Could you turn every line of the data below into a numbered list, skipping the blank lines and leaving any pictures out of your answer?

=== Exercise input ===

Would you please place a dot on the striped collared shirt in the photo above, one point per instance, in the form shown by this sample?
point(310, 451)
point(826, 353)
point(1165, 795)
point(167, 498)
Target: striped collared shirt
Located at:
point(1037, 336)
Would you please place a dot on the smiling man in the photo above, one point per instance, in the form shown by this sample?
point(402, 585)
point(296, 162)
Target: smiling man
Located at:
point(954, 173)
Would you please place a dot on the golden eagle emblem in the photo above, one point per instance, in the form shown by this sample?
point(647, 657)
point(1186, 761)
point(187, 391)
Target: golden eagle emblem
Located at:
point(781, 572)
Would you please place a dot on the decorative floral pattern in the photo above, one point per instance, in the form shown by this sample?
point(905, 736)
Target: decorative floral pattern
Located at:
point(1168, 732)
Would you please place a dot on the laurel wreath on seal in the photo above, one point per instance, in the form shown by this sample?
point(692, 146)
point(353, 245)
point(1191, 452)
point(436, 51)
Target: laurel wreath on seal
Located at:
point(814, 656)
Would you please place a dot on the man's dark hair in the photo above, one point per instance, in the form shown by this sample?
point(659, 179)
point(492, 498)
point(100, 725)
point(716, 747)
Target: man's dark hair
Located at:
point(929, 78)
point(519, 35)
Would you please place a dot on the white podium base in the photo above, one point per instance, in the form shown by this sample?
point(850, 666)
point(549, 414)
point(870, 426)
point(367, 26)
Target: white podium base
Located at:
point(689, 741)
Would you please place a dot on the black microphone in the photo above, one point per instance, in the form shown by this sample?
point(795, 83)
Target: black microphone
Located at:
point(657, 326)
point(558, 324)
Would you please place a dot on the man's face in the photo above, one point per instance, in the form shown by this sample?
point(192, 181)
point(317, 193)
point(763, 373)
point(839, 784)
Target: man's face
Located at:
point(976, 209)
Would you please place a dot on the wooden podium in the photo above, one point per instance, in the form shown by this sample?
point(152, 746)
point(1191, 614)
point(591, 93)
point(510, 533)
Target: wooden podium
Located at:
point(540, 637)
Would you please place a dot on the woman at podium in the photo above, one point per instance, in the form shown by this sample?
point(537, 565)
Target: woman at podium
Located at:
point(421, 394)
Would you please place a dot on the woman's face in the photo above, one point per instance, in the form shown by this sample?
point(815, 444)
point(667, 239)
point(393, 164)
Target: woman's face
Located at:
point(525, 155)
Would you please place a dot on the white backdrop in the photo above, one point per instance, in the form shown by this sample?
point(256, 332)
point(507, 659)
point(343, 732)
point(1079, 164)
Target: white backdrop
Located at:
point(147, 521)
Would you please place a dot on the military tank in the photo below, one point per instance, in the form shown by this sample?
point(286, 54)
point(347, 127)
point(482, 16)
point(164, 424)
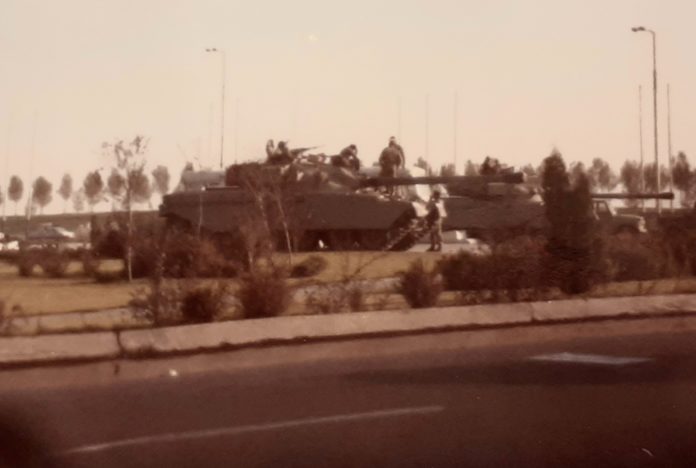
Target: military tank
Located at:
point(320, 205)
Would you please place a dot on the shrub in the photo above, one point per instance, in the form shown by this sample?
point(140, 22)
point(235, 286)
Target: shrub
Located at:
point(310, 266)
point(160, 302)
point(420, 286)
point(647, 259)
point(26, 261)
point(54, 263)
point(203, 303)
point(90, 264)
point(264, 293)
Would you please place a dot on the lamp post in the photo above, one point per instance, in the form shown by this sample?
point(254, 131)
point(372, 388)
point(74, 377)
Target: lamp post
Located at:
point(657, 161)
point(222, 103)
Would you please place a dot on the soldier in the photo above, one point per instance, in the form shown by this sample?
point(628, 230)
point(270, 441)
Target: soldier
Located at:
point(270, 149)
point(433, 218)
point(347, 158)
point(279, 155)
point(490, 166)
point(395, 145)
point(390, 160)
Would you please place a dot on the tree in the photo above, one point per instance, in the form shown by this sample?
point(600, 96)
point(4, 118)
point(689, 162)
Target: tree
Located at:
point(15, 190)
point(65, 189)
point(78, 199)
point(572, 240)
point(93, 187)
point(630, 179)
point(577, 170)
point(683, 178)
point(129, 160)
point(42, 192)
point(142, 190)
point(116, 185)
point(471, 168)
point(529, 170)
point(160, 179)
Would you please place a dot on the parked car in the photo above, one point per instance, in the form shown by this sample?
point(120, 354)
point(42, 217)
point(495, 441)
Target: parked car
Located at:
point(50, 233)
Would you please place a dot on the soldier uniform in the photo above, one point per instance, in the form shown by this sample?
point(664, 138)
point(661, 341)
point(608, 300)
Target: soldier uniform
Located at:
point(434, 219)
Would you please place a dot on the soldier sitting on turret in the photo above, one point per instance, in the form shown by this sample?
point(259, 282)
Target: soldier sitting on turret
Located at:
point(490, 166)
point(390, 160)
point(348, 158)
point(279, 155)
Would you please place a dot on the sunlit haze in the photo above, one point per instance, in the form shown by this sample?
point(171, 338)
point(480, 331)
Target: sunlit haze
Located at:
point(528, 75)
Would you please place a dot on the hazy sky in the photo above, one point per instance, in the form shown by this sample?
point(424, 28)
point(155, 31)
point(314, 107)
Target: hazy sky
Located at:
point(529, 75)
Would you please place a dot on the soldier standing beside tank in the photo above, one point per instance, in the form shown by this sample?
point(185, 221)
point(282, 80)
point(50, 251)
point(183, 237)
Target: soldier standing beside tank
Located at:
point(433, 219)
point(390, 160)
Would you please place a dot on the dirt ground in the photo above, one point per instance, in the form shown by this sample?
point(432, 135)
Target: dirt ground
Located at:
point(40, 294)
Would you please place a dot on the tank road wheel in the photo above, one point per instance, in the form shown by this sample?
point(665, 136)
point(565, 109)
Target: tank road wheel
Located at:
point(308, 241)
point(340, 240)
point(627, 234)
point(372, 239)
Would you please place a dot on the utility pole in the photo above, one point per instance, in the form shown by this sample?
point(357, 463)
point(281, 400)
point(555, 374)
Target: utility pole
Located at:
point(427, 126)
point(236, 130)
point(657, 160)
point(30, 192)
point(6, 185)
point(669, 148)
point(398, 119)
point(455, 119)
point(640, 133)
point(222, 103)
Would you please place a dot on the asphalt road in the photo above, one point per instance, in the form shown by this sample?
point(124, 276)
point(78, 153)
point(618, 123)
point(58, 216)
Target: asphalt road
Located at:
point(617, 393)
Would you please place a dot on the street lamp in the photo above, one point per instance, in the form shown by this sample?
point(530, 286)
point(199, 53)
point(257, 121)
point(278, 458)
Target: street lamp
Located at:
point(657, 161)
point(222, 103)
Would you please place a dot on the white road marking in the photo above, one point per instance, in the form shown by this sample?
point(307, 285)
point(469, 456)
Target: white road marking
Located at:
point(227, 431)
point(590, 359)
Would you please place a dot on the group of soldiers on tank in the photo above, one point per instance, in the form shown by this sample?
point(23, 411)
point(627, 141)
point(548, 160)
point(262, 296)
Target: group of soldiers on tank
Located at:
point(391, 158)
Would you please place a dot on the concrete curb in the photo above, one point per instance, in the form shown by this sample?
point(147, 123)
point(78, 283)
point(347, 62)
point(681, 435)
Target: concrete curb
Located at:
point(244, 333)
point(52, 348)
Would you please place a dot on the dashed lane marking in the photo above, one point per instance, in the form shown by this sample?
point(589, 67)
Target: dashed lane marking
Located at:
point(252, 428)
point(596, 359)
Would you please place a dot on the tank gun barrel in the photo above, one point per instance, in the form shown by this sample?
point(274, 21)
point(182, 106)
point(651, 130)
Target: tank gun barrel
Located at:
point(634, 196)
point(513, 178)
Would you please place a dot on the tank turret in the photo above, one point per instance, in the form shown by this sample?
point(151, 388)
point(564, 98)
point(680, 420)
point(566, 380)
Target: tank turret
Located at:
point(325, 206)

===

## Correct result
1. Would you please place a dot on the striped collared shirt in the photo above, one point per instance, in the form shown by this sample?
2. point(310, 451)
3. point(826, 353)
4. point(1165, 795)
5. point(167, 498)
6. Target: striped collared shirt
7. Located at:
8. point(1037, 336)
9. Would you please place a dot on the smiling man in the photo above, one point per instance, in the form shown by this sample?
10. point(402, 585)
11. point(296, 162)
12. Target: smiling man
13. Located at:
14. point(954, 173)
15. Would you please place a dot on the golden eagle emblem in the photo above, one point per instance, in the form shown by this sample?
16. point(647, 657)
17. point(1186, 761)
18. point(187, 391)
19. Target: golden eagle emblem
20. Located at:
21. point(781, 572)
22. Would you please place a dot on the decorative floral pattern in the photo above, one point per instance, in the form shown by this sample?
23. point(905, 736)
24. Target: decorative floral pattern
25. Located at:
26. point(1168, 732)
27. Would you please place a dot on the laurel wreath on seal in the photo above, one point per instance, in the form shown by this sample?
28. point(692, 146)
29. point(353, 245)
30. point(1191, 452)
31. point(436, 51)
32. Target: laurel wreath on seal
33. Located at:
34. point(814, 656)
35. Would you please place a dot on the man's dark hair in the photo above, one point per instance, in the form shown by this sample?
36. point(659, 179)
37. point(492, 498)
38. point(100, 725)
39. point(716, 747)
40. Target: man's dark hair
41. Located at:
42. point(929, 78)
43. point(519, 35)
44. Would you please place a dot on the white podium base in the photo above, one point per instance, in the form shown by this sample?
45. point(850, 666)
46. point(549, 414)
47. point(870, 426)
48. point(367, 26)
49. Target: white podium base
50. Located at:
51. point(689, 741)
52. Would you please place a dot on the black microphone in the photo above, one point per instance, in the form shown by this sample?
53. point(795, 83)
54. Target: black microphone
55. Located at:
56. point(657, 326)
57. point(558, 324)
58. Would you please place a dot on the man's face in the photo above, one point per instance, in the form shown by this sample?
59. point(192, 181)
60. point(317, 193)
61. point(763, 373)
62. point(839, 784)
63. Target: man's face
64. Located at:
65. point(976, 209)
66. Would you please place a dot on the wooden podium in the photo above, one point per instance, in the form shown by this sample?
67. point(152, 746)
68. point(1191, 614)
69. point(591, 93)
70. point(510, 533)
71. Target: wooden podium
72. Located at:
73. point(540, 637)
74. Would you please place a dot on the woman at podium in the photo above, one point per instance, in the form shown by this sample?
75. point(537, 565)
76. Target: woman at podium
77. Located at:
78. point(421, 394)
79. Would you please place a dot on the woman's face in the photo above, one point per instance, in the form shown by this sample?
80. point(815, 444)
81. point(667, 239)
82. point(393, 164)
83. Target: woman's face
84. Located at:
85. point(525, 155)
86. Would you please place a dot on the white backdrop in the photo above, one point per instance, in the form shown by this sample?
87. point(256, 332)
88. point(507, 659)
89. point(343, 732)
90. point(1079, 164)
91. Target: white backdrop
92. Located at:
93. point(147, 521)
94. Would you please place a dot on the military tank in the photo below, one point per instance, in the form shown by this sample?
95. point(286, 54)
96. point(347, 127)
97. point(482, 16)
98. point(164, 424)
99. Target: military tank
100. Located at:
101. point(320, 205)
102. Would you please place a dot on the shrub in the photo above, one point per instance, in the form shown by this sample?
103. point(140, 22)
104. point(235, 286)
105. Target: shrub
106. Located at:
107. point(310, 266)
108. point(160, 302)
109. point(420, 286)
110. point(647, 259)
111. point(26, 261)
112. point(54, 263)
113. point(203, 303)
114. point(90, 264)
115. point(264, 293)
116. Would you please place a dot on the lamp post in the photo above, one point per instance, in the form shown by this sample?
117. point(254, 131)
118. point(372, 388)
119. point(74, 377)
120. Target: lamp post
121. Located at:
122. point(657, 161)
123. point(222, 103)
124. Would you please place a dot on the soldier in the photo above, one point per instance, in the form shown by this sample?
125. point(628, 230)
126. point(270, 441)
127. Target: soldier
128. Located at:
129. point(270, 149)
130. point(433, 218)
131. point(347, 158)
132. point(279, 155)
133. point(490, 166)
134. point(395, 145)
135. point(390, 160)
136. Would you please place a dot on the tree in the photo above, one point per instance, in the form shown by this sample?
137. point(600, 96)
138. point(4, 118)
139. point(689, 162)
140. Target: tree
141. Located at:
142. point(15, 190)
143. point(65, 189)
144. point(78, 199)
145. point(572, 240)
146. point(93, 187)
147. point(630, 179)
148. point(577, 170)
149. point(683, 178)
150. point(129, 160)
151. point(42, 192)
152. point(142, 190)
153. point(116, 185)
154. point(471, 168)
155. point(529, 170)
156. point(160, 179)
157. Would you please place a dot on the parked car in the photo above, one point per instance, in the form shown by this sample?
158. point(120, 354)
159. point(42, 217)
160. point(495, 441)
161. Target: parked car
162. Located at:
163. point(50, 233)
164. Would you please place a dot on the soldier uniform in the photo above, one point per instance, in the form shown by this sample?
165. point(664, 138)
166. point(661, 341)
167. point(608, 300)
168. Target: soldier uniform
169. Located at:
170. point(434, 219)
171. Would you please place a dot on the soldier sitting on turret in the photo above, one point per instance, in the form shown by this sample?
172. point(259, 282)
173. Target: soldier sitting on turret
174. Located at:
175. point(490, 166)
176. point(390, 160)
177. point(348, 158)
178. point(279, 155)
179. Would you please place a dot on the sunlit haze in the photo above, one point per instance, in the form shown by this sample?
180. point(171, 338)
181. point(480, 331)
182. Target: sunlit haze
183. Located at:
184. point(528, 75)
185. Would you please place a dot on the hazy sky in the photo above, one point per instance, in the form shown by this sample?
186. point(424, 28)
187. point(155, 31)
188. point(314, 107)
189. Target: hazy sky
190. Located at:
191. point(529, 75)
192. Would you please place a dot on the soldier standing beside tank in the photo above, one point per instance, in the form shown by this sample?
193. point(185, 221)
194. point(282, 80)
195. point(50, 251)
196. point(183, 237)
197. Target: soldier standing beside tank
198. Located at:
199. point(433, 219)
200. point(390, 160)
201. Would you please place a dot on the dirt ground in the photo above, one point per instance, in the form shown by this sample?
202. point(432, 135)
203. Target: dirt ground
204. Located at:
205. point(40, 294)
206. Would you please place a dot on the tank road wheel in the photo above, one point per instance, in the form shown by this sample?
207. point(665, 136)
208. point(565, 109)
209. Target: tank road wheel
210. Located at:
211. point(308, 241)
212. point(340, 240)
213. point(627, 234)
214. point(372, 239)
215. Would you please place a dot on the utility pole in the photo above, one point per instance, in the form shown by this sample?
216. point(357, 463)
217. point(281, 400)
218. point(555, 374)
219. Target: utility pole
220. Located at:
221. point(427, 126)
222. point(236, 130)
223. point(657, 160)
224. point(30, 192)
225. point(6, 185)
226. point(669, 148)
227. point(398, 119)
228. point(455, 119)
229. point(640, 133)
230. point(222, 103)
231. Would you please place a dot on the asphalt road in the photo above, one point per instance, in the form shown by this sample?
232. point(124, 276)
233. point(78, 153)
234. point(618, 123)
235. point(58, 216)
236. Target: asphalt road
237. Located at:
238. point(617, 393)
239. Would you please place a dot on the street lamp in the photo above, one point per instance, in the form shown by this sample?
240. point(530, 286)
241. point(199, 53)
242. point(257, 121)
243. point(278, 458)
244. Target: street lamp
245. Located at:
246. point(657, 161)
247. point(222, 103)
248. Would you please place a dot on the white road marking in the photo above, one point per instance, in the form shown by this sample?
249. point(307, 285)
250. point(469, 456)
251. Target: white road marking
252. Located at:
253. point(227, 431)
254. point(590, 359)
255. Would you please place a dot on the group of soldiers on tank in the photo above, one point per instance, in the form shown by this sample?
256. point(23, 411)
257. point(627, 141)
258. point(548, 160)
259. point(262, 296)
260. Target: group of soldiers on tank
261. Located at:
262. point(391, 158)
263. Would you please place a dot on the concrete curb in the photo above, one point per instance, in the form shown by this sample?
264. point(147, 123)
265. point(78, 283)
266. point(347, 62)
267. point(681, 435)
268. Target: concrete curb
269. Located at:
270. point(244, 333)
271. point(52, 348)
272. Would you please place a dot on the dashed lane marking in the photo above, one point per instance, in the form shown by this sample?
273. point(589, 67)
274. Target: dashed lane marking
275. Located at:
276. point(252, 428)
277. point(596, 359)
278. Would you please place a dot on the tank gun barrel in the photo above, one point per instance, in the form shown by this sample?
279. point(274, 21)
280. point(182, 106)
281. point(651, 130)
282. Target: tank gun barrel
283. Located at:
284. point(634, 196)
285. point(513, 178)
286. Would you please place a dot on the tank turret in the photo above, one point per instance, in the form shown by this sample?
287. point(151, 388)
288. point(564, 98)
289. point(680, 420)
290. point(566, 380)
291. Target: tank turret
292. Located at:
293. point(325, 206)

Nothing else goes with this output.